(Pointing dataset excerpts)
Begin

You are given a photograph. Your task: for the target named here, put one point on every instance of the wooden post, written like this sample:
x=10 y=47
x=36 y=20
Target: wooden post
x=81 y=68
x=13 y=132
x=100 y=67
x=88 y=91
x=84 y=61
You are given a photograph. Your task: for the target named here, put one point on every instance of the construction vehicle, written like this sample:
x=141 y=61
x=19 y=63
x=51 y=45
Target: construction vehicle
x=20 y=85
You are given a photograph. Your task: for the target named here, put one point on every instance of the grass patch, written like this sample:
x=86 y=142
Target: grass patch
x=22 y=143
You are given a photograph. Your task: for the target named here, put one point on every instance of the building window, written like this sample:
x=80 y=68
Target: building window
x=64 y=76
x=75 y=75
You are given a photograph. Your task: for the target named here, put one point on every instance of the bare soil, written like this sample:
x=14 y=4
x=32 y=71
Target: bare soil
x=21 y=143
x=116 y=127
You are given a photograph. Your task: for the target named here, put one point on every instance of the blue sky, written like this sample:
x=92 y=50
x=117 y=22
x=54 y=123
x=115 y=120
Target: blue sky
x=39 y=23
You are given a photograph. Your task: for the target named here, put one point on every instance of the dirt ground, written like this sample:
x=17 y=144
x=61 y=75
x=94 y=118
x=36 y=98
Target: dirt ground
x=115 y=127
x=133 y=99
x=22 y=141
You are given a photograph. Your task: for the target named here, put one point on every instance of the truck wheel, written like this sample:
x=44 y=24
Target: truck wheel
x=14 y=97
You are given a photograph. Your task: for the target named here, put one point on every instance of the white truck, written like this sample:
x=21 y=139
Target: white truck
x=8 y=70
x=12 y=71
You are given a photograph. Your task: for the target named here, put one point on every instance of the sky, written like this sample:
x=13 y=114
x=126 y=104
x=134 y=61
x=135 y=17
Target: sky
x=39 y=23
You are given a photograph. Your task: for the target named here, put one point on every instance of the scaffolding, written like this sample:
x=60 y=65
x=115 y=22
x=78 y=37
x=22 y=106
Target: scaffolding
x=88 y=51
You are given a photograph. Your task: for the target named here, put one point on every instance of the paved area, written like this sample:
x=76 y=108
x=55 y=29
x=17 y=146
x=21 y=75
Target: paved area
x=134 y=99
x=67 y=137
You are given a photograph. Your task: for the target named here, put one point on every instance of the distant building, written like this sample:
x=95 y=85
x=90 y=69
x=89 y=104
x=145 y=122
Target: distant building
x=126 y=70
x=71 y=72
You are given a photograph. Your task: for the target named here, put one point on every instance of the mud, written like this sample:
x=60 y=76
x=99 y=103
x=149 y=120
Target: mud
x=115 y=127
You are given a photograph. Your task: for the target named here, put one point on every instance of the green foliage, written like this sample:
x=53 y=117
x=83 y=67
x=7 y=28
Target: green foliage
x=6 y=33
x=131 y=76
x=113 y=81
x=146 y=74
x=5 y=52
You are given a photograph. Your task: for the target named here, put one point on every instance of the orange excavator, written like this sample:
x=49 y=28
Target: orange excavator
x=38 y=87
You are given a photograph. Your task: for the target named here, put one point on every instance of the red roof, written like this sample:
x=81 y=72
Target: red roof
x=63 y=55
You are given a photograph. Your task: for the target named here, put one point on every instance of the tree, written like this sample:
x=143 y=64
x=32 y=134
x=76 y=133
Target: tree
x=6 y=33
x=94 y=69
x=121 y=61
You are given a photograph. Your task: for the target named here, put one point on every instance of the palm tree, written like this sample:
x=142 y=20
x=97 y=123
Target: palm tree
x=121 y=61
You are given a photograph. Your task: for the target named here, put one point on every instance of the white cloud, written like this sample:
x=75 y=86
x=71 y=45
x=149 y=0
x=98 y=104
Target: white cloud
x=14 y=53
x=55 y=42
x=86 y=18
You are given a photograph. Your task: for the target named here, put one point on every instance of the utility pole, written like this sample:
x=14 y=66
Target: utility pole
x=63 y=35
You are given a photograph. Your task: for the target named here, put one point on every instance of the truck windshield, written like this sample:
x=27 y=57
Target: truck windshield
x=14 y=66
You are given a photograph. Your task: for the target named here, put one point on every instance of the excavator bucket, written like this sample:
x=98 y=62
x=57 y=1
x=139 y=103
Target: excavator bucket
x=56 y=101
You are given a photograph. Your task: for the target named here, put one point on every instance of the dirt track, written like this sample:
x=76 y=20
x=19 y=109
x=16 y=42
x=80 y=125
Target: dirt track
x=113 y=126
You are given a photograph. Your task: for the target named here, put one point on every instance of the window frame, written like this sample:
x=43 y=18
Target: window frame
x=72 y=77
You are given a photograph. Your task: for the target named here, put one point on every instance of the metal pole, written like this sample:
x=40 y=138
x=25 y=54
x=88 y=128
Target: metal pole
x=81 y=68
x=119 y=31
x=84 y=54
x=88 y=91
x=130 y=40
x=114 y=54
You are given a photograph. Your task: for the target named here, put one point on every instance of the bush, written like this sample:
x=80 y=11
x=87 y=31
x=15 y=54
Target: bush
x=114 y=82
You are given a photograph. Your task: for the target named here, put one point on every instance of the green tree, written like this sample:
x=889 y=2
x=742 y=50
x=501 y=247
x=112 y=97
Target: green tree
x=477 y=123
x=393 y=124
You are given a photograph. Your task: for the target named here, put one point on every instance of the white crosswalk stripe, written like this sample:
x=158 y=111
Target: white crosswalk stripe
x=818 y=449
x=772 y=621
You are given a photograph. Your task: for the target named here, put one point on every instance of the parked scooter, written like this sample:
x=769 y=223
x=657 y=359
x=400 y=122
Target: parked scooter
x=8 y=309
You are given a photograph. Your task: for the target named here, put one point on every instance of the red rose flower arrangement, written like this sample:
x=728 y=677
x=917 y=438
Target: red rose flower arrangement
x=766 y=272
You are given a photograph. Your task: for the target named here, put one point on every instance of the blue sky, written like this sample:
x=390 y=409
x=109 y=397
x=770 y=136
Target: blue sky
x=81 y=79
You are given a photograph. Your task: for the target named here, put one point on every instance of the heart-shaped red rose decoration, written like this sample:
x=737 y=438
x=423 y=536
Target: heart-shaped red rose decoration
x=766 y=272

End

§ **WHAT THIS TASK INVOLVES**: Return the material exactly as it stands.

§ **RESPONSE TO THE TASK**:
You are given a photograph. Your task: for the target named here, put one point on every instance of the wooden post, written like this sample:
x=10 y=47
x=36 y=20
Target: wooden post
x=81 y=68
x=13 y=132
x=100 y=67
x=88 y=91
x=84 y=61
You are given a photograph. Your task: for the target named here, put one point on every instance of the construction vehicle, written like this sample:
x=141 y=61
x=19 y=63
x=51 y=45
Target: construction vehicle
x=20 y=85
You are given a photograph. Your task: for the target named here, put one point on every instance of the grass patch, written like this sample:
x=86 y=142
Target: grass patch
x=22 y=143
You are given a photograph. Your task: for the target named here, put one point on every instance of the building window, written like this sample:
x=80 y=68
Target: building window
x=64 y=76
x=75 y=75
You are given a photograph. Your task: for the target named here, put one point on every instance of the bare soil, written like this sample:
x=14 y=4
x=32 y=71
Target: bare soil
x=21 y=143
x=116 y=127
You are given a photograph. Your task: for the target named here, put one point on every instance of the blue sky, written like this sample:
x=92 y=50
x=117 y=22
x=54 y=123
x=115 y=120
Target: blue sky
x=39 y=23
You are given a photograph. Your task: for the target named here, put one point on every instance of the dirt ground, written like this sample:
x=17 y=144
x=61 y=75
x=94 y=118
x=36 y=98
Target: dirt ground
x=115 y=127
x=133 y=99
x=22 y=141
You are given a photograph. Your task: for the target named here, put one point on every instance of the truck wheel, written like this sample:
x=44 y=24
Target: truck wheel
x=14 y=97
You are given a photograph. Your task: for the target named here, put one point on every instance of the white truck, written like this sample:
x=21 y=139
Target: white truck
x=8 y=70
x=12 y=71
You are given a photograph. Your task: for the target named here, put one point on every instance of the sky, written like this sample:
x=13 y=114
x=126 y=104
x=134 y=61
x=135 y=17
Target: sky
x=39 y=23
You are given a photograph. Your task: for the target named here, put one point on every instance of the scaffolding, written like this sample:
x=60 y=65
x=115 y=22
x=78 y=37
x=22 y=106
Target: scaffolding
x=88 y=51
You are given a photograph. Your task: for the target named here, put one point on every instance of the paved area, written like this sample:
x=76 y=108
x=55 y=29
x=17 y=146
x=21 y=75
Target: paved area
x=134 y=99
x=67 y=137
You are given a photograph. Your task: for the target named here, put one point on every instance of the distant building, written like this sample:
x=95 y=85
x=90 y=69
x=89 y=104
x=145 y=122
Target: distant building
x=126 y=70
x=71 y=72
You are given a photograph. Your task: for the target named here, put one point on every instance of the mud, written like this sample:
x=60 y=76
x=99 y=103
x=149 y=120
Target: mud
x=115 y=127
You are given a photograph. Your task: for the target named here, put one point on every instance of the green foliage, written like this sample:
x=53 y=117
x=83 y=67
x=7 y=28
Target: green foliage
x=6 y=33
x=131 y=76
x=113 y=81
x=146 y=74
x=5 y=52
You are given a photograph. Your task: for the target named here, put one point on every instance of the orange excavator, written like this sample:
x=49 y=28
Target: orange excavator
x=38 y=87
You are given a photograph. Your task: for the target named here, put one point on every instance of the red roof, written like this sample:
x=81 y=72
Target: red roof
x=63 y=55
You are given a photograph. Your task: for the target named here, put one point on every instance of the tree, written like this sample:
x=143 y=64
x=32 y=134
x=76 y=133
Target: tree
x=6 y=33
x=94 y=69
x=121 y=61
You are given a photograph. Your task: for the target named here, put one point on every instance of the palm tree, written like this sample:
x=142 y=20
x=97 y=123
Target: palm tree
x=121 y=61
You are given a photograph. Your task: for the target named here, put one point on every instance of the white cloud, written like this sample:
x=75 y=86
x=71 y=45
x=149 y=0
x=98 y=104
Target: white cloud
x=14 y=53
x=55 y=42
x=86 y=18
You are given a photograph. Your task: for the target named here, put one point on every instance of the utility pole, written like this sample:
x=14 y=66
Target: utility pole
x=63 y=35
You are given a photograph. Your task: for the target named here, put one point on every instance of the truck windshield, written like this sample:
x=27 y=57
Target: truck windshield
x=14 y=66
You are given a photograph. Your task: for the target named here, put one point on every instance of the excavator bucket, written like this sample:
x=98 y=62
x=57 y=1
x=139 y=103
Target: excavator bucket
x=56 y=101
You are given a photograph. Your task: for the target named here, put one point on every instance of the dirt track, written like this sample:
x=76 y=20
x=19 y=109
x=16 y=42
x=80 y=125
Target: dirt track
x=113 y=126
You are given a photograph. Your task: for the target named here, put one point on every instance of the window frame, written like this sample:
x=43 y=18
Target: window frame
x=72 y=77
You are given a photograph. Your task: for the target named here, put one point on every instance of the metal pole, written like this sample:
x=40 y=138
x=25 y=54
x=88 y=128
Target: metal pole
x=81 y=68
x=119 y=31
x=84 y=54
x=88 y=91
x=130 y=40
x=114 y=54
You are given a photograph. Your task: for the target named here, put one point on every instance of the bush, written like this sample:
x=80 y=11
x=87 y=31
x=15 y=54
Target: bush
x=114 y=82
You are given a photograph. Your task: for the target named here, put one point on every instance of the green tree, written like this sample:
x=889 y=2
x=742 y=50
x=501 y=247
x=112 y=97
Target: green tree
x=477 y=123
x=393 y=124
You are given a photograph. Your task: for the target named here, put one point on every instance of the white crosswalk stripe, written like this sample:
x=158 y=111
Target: white crosswalk stripe
x=818 y=449
x=772 y=621
You are given a photograph. Your task: for the target named here, put one point on every instance of the parked scooter, written like this sample:
x=769 y=223
x=657 y=359
x=400 y=122
Target: parked scooter
x=8 y=309
You are given a photograph. Your task: for the target named here, put one point on every instance of the red rose flower arrangement, written like this sample:
x=728 y=677
x=917 y=438
Target: red rose flower arrangement
x=766 y=272
You are given a photograph. Your task: for the target named here, put one point on every instance of the blue sky, written like this sample:
x=390 y=409
x=109 y=397
x=770 y=136
Target: blue sky
x=81 y=79
You are given a photograph. Your task: for the target named here, put one point on every instance of the heart-shaped red rose decoration, written like this sample:
x=737 y=438
x=423 y=536
Target: heart-shaped red rose decoration
x=766 y=272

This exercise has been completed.